Task details -
Can you rewrite all of the data below with "even-odd" changed to "nonzero" and everything else left as it is, omitting the pictures?
#####
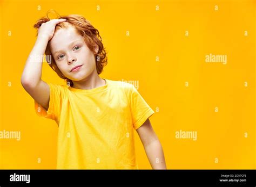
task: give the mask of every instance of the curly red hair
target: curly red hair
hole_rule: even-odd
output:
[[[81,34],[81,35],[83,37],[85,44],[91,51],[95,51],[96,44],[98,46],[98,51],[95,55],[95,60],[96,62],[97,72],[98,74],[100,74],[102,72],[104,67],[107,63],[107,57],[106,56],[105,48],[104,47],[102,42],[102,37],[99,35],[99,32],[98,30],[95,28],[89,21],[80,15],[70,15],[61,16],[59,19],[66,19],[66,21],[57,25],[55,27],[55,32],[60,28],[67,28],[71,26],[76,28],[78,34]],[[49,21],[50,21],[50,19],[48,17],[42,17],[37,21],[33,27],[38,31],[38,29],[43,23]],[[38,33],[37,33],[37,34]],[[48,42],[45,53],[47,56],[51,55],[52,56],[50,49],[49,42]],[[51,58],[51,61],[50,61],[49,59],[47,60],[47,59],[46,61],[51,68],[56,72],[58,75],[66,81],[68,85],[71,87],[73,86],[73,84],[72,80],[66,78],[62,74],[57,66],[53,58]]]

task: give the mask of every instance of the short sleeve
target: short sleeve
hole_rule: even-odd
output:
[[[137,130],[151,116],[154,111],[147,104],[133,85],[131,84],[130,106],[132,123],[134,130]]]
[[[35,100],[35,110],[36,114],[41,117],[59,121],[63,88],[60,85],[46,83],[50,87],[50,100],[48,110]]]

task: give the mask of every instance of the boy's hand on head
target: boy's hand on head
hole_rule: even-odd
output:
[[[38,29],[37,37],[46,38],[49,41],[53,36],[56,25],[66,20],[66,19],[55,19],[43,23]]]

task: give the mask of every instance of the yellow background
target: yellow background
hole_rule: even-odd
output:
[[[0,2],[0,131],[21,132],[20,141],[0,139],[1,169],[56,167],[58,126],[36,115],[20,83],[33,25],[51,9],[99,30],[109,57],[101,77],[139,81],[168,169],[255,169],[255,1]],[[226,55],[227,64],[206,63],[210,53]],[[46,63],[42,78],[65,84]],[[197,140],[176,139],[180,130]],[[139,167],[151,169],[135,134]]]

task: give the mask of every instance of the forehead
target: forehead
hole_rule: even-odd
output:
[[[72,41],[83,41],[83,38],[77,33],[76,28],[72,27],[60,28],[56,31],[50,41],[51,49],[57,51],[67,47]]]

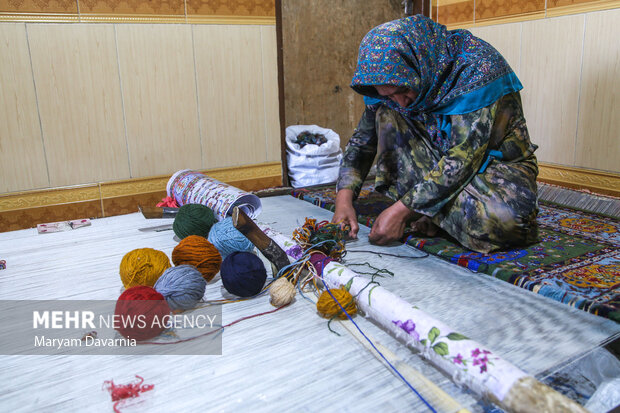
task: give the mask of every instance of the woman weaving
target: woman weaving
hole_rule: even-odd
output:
#####
In response -
task: give the mask of every instance of the curly red hair
target: curly red hair
hole_rule: nonzero
output:
[[[81,34],[81,35],[83,37],[85,44],[91,51],[95,51],[96,44],[98,46],[98,51],[95,55],[95,60],[96,62],[97,72],[98,74],[100,74],[102,72],[104,67],[107,63],[107,57],[106,56],[105,48],[104,47],[102,42],[102,37],[99,35],[99,32],[98,30],[95,28],[89,21],[80,15],[70,15],[61,16],[59,19],[66,19],[66,21],[57,25],[55,27],[55,32],[60,28],[67,28],[71,26],[76,28],[78,34]],[[49,21],[50,21],[50,19],[48,17],[42,17],[37,21],[33,27],[38,31],[38,29],[43,23]],[[38,33],[37,33],[37,34]],[[48,42],[45,53],[47,56],[51,55],[52,56],[50,49],[49,42]],[[51,58],[51,61],[50,61],[49,59],[47,60],[47,59],[46,61],[51,68],[56,72],[58,75],[66,81],[68,85],[71,87],[73,86],[73,84],[72,80],[66,78],[62,74],[57,66],[53,58]]]

task: give the mask of every instance of the short sleeve
target: short sleeve
hole_rule: nonzero
output:
[[[137,130],[151,116],[154,111],[147,104],[133,85],[131,84],[130,106],[132,123],[134,130]]]
[[[35,100],[35,110],[36,114],[41,117],[59,121],[63,88],[60,85],[46,83],[50,87],[50,100],[48,110]]]

task: give the mask of every instance of the boy's hand on head
target: boy's hand on head
hole_rule: nonzero
output:
[[[38,29],[37,37],[46,38],[49,41],[53,36],[56,25],[66,20],[66,19],[55,19],[43,23]]]

task: give the mask of every instance of the yellow background
target: yellow background
hole_rule: nonzero
output:
[[[0,2],[0,131],[21,132],[20,141],[0,139],[1,169],[56,167],[58,126],[36,115],[20,83],[33,25],[51,9],[99,30],[109,57],[101,77],[139,81],[168,169],[255,169],[255,1]],[[226,55],[227,64],[206,63],[210,53]],[[46,63],[42,78],[65,84]],[[197,140],[176,139],[180,130]],[[139,167],[151,169],[135,134]]]

task: give the mask of every instance of the forehead
target: forehead
hole_rule: nonzero
output:
[[[72,41],[83,41],[83,38],[77,33],[76,28],[72,27],[60,28],[56,31],[50,41],[51,49],[57,51],[67,47]]]

task: give the mask of every instance of the woman weaving
target: woman weaving
hole_rule: nonzero
output:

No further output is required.